==== DATASET EXTRACT

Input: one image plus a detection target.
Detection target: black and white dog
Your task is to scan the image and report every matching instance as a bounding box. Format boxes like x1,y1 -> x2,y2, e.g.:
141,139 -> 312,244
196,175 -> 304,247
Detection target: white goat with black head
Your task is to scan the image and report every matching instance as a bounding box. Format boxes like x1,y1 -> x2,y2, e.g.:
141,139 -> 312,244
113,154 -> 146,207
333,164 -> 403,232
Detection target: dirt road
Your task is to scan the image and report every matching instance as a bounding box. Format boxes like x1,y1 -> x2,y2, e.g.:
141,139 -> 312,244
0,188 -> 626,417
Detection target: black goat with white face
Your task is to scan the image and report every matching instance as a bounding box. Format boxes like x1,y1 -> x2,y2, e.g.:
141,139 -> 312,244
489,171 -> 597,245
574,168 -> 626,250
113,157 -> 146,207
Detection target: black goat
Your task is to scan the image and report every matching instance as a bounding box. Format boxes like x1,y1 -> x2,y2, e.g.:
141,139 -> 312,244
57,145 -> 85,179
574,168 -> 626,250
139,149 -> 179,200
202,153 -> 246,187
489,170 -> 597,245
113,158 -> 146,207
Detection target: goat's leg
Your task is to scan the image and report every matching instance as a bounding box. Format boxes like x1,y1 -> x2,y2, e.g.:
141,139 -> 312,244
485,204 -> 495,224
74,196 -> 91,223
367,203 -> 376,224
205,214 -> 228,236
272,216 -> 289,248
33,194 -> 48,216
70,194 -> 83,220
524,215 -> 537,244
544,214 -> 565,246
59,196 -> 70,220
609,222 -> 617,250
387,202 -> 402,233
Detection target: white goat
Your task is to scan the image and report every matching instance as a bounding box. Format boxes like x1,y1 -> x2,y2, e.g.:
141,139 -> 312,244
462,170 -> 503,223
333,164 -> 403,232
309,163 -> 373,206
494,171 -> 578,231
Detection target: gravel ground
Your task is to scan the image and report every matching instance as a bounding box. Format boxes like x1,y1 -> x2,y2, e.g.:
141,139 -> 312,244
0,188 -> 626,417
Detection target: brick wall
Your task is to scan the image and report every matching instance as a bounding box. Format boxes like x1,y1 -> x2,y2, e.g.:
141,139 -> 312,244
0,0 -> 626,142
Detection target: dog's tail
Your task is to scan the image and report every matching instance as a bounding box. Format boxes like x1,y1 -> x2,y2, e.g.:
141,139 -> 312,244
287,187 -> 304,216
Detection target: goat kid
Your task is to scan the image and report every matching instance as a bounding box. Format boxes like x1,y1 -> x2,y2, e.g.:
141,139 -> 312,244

========

## GIVEN PROBLEM:
How many lines in the entries above contain the string "target"? Give only the number.

## EXERCISE RESULT:
12